Begin LISTED RECORDS

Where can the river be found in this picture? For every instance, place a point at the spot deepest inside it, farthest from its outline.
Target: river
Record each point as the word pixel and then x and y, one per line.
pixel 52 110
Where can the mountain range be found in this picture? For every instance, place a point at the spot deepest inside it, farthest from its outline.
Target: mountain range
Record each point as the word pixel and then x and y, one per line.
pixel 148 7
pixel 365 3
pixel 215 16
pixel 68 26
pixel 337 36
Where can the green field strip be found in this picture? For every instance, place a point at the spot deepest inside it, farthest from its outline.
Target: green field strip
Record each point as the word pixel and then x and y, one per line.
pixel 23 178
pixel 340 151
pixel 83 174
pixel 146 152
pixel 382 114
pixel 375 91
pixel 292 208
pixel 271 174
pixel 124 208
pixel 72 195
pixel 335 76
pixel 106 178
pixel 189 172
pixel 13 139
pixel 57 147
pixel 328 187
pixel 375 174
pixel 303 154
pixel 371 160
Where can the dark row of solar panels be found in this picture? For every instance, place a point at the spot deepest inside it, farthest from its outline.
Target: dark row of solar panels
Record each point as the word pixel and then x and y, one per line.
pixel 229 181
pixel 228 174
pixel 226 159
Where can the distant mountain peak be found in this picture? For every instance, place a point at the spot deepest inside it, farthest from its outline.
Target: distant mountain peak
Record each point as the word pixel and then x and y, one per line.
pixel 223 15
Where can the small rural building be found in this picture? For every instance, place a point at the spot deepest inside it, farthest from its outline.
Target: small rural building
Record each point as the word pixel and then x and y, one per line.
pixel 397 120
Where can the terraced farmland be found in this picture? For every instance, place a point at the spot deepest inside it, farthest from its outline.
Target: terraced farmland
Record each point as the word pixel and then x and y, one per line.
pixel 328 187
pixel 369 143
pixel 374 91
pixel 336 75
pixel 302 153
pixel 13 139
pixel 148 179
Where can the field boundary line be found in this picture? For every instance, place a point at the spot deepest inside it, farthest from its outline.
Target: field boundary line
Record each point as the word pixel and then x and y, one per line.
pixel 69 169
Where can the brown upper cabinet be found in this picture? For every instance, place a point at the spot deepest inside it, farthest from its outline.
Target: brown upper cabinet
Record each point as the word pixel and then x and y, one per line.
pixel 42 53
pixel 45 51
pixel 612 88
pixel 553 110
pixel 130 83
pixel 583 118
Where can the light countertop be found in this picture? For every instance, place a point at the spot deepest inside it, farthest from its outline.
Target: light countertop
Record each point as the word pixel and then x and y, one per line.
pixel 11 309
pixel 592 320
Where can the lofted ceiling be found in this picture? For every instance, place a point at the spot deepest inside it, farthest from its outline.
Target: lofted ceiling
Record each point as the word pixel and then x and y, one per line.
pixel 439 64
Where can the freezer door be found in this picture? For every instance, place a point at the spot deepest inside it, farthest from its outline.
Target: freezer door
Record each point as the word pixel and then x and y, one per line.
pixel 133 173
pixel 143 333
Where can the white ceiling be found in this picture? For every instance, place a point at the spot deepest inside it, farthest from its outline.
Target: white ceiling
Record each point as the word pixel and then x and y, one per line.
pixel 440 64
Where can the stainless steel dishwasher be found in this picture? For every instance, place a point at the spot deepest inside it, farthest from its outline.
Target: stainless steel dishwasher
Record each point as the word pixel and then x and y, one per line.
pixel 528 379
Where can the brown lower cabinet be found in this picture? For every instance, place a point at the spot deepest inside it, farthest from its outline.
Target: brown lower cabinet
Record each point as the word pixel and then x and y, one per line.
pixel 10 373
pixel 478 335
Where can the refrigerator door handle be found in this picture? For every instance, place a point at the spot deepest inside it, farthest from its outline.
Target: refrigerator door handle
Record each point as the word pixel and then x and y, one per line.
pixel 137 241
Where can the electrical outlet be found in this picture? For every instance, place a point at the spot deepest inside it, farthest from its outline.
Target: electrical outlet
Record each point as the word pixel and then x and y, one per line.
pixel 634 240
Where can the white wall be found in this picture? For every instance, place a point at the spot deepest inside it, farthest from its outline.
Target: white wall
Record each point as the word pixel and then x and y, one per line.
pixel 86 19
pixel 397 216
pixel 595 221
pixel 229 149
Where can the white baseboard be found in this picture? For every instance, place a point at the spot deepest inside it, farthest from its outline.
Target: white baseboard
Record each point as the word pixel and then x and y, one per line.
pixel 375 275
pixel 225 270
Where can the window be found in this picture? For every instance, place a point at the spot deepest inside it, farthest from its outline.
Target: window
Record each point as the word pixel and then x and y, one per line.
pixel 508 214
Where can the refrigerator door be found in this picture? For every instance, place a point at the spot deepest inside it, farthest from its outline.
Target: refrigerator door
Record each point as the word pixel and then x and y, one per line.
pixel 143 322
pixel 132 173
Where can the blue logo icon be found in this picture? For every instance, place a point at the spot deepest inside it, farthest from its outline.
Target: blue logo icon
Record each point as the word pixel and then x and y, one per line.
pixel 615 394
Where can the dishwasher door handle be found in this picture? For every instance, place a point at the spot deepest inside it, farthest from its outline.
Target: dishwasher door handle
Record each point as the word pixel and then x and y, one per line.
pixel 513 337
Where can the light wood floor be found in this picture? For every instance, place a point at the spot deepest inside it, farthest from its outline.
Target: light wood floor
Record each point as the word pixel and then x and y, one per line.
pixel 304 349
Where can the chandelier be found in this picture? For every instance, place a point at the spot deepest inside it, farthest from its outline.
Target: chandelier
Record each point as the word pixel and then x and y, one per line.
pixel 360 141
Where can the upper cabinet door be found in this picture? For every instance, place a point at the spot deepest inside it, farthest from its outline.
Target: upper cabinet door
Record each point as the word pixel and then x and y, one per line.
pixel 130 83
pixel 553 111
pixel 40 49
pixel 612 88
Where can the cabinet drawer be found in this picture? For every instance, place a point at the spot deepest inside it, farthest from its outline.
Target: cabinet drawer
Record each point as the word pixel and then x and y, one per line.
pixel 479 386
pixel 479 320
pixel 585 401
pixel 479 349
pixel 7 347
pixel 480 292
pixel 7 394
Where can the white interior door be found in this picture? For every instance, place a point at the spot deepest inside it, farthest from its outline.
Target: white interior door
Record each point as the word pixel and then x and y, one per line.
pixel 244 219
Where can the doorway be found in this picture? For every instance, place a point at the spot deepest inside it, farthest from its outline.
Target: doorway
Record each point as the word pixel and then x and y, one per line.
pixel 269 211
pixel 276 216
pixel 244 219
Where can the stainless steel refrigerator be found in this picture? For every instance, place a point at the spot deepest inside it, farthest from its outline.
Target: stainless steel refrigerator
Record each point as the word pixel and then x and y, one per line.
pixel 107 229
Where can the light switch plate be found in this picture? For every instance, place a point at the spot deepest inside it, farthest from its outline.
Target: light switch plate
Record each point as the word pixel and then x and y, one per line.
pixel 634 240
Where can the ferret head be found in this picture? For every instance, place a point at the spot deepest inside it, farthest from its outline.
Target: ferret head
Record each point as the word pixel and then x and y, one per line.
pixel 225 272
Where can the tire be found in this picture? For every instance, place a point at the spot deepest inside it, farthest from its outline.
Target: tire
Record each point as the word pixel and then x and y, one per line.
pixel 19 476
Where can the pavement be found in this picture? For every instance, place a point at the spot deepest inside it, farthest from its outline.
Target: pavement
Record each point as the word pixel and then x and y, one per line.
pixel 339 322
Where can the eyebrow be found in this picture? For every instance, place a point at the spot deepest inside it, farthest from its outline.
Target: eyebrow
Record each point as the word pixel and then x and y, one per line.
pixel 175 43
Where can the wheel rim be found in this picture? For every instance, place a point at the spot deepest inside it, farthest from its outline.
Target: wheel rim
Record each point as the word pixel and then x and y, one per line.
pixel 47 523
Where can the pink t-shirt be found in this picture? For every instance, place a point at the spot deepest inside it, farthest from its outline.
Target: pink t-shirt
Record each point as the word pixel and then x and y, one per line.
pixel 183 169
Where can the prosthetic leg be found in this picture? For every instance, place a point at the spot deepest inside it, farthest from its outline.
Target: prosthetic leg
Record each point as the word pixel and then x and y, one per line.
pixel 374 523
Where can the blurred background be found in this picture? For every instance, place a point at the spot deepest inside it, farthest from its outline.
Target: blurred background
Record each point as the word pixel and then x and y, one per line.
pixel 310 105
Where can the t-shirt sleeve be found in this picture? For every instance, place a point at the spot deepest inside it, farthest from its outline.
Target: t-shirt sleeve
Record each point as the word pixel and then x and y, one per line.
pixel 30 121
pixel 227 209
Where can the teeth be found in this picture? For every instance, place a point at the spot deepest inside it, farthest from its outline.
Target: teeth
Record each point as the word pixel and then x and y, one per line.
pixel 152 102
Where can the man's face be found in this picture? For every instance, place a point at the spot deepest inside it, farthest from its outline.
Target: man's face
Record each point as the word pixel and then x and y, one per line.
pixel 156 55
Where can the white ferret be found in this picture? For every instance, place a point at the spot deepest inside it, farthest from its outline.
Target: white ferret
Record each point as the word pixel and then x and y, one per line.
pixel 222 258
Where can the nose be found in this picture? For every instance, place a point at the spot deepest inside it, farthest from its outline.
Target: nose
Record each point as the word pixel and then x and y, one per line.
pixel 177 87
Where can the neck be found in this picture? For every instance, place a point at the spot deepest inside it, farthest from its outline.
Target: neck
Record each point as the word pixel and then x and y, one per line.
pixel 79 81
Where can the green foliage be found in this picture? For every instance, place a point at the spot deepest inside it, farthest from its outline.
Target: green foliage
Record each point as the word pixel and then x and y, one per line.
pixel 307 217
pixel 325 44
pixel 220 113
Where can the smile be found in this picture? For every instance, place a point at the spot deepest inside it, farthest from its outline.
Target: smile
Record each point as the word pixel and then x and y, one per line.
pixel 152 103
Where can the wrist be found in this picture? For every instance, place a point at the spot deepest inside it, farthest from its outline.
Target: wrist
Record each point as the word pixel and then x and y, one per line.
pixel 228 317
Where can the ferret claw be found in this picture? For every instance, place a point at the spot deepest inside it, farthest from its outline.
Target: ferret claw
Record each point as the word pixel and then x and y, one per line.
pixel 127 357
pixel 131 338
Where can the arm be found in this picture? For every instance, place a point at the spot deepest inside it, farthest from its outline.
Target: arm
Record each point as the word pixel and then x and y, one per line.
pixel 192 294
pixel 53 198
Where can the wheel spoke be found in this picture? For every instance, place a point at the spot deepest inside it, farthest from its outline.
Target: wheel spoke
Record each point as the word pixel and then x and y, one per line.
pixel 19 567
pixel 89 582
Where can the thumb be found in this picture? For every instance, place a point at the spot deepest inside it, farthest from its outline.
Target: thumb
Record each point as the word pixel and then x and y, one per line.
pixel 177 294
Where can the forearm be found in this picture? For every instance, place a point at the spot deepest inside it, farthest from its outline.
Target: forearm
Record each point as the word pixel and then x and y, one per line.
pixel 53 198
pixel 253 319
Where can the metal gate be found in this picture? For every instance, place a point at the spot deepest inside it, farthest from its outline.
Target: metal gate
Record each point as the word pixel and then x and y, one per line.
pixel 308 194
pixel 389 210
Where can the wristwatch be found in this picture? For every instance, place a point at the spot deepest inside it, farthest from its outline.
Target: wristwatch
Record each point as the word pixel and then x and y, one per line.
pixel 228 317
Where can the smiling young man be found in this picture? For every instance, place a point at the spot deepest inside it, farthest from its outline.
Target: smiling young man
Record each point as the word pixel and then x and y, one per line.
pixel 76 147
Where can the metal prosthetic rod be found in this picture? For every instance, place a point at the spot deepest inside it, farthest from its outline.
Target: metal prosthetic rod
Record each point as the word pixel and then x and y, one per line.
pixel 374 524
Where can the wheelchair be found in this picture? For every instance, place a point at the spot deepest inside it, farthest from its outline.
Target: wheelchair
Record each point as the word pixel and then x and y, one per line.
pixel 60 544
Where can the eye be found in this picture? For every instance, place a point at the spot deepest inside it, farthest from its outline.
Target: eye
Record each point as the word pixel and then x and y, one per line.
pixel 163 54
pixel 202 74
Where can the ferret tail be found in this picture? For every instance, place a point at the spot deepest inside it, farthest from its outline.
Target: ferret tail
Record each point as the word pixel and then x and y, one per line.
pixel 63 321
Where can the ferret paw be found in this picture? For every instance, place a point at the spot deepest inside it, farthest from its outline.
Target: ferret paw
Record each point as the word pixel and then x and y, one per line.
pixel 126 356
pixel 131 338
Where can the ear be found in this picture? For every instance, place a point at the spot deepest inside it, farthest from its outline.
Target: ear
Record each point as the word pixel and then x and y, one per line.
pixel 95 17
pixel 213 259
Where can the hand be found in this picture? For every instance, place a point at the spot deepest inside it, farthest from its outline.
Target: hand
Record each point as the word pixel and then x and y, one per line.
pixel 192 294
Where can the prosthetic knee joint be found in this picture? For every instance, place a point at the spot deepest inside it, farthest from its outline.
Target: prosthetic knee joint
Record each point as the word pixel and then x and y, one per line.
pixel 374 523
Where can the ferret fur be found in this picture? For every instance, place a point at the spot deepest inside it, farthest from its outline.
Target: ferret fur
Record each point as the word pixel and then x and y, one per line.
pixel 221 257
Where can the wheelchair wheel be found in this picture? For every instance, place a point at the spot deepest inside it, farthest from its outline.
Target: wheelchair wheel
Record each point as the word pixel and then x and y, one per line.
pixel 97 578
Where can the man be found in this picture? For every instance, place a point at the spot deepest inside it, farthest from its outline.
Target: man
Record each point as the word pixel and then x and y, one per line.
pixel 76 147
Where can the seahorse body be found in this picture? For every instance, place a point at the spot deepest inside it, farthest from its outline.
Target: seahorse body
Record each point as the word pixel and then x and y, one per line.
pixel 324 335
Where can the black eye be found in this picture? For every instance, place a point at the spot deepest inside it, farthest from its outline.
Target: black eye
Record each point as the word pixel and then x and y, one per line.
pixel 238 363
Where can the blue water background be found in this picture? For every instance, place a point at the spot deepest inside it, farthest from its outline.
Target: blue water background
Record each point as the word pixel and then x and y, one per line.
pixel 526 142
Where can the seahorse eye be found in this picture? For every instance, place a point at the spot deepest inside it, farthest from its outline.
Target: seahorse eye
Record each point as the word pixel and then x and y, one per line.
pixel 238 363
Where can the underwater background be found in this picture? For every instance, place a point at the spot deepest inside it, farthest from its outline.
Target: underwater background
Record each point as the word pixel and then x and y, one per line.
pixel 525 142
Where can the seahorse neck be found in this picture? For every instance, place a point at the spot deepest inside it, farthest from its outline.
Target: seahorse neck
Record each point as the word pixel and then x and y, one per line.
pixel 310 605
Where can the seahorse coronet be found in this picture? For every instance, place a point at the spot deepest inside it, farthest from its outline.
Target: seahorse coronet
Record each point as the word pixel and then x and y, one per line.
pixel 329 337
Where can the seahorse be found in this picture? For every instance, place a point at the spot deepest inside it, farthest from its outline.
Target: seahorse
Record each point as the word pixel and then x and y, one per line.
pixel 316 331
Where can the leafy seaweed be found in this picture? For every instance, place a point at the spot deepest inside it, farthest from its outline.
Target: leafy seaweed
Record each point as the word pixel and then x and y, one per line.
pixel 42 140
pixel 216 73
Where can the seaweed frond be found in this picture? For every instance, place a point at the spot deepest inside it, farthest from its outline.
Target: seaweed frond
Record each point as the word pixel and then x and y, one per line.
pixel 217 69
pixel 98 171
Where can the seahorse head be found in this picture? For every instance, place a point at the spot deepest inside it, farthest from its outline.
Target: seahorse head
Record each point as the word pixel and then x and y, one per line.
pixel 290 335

End LISTED RECORDS

## EXERCISE DESCRIPTION
Quote the records exactly, from the line containing "Where can the leafy" up to and including the line containing "pixel 98 171".

## RESULT OF THE EXERCISE
Where can the leafy seaweed be found in this picture? For every instance, place a point at the spot deepest inside it, farthest from its outline.
Target: leafy seaweed
Record each point as the word pixel and then x and y, one per line.
pixel 42 140
pixel 216 73
Where can the seaweed frond be found in this picture? For every instance, place a point at the spot deepest inside it, farthest from its outline.
Target: seaweed frond
Record each point as the word pixel and then x and y, one per line.
pixel 217 69
pixel 98 171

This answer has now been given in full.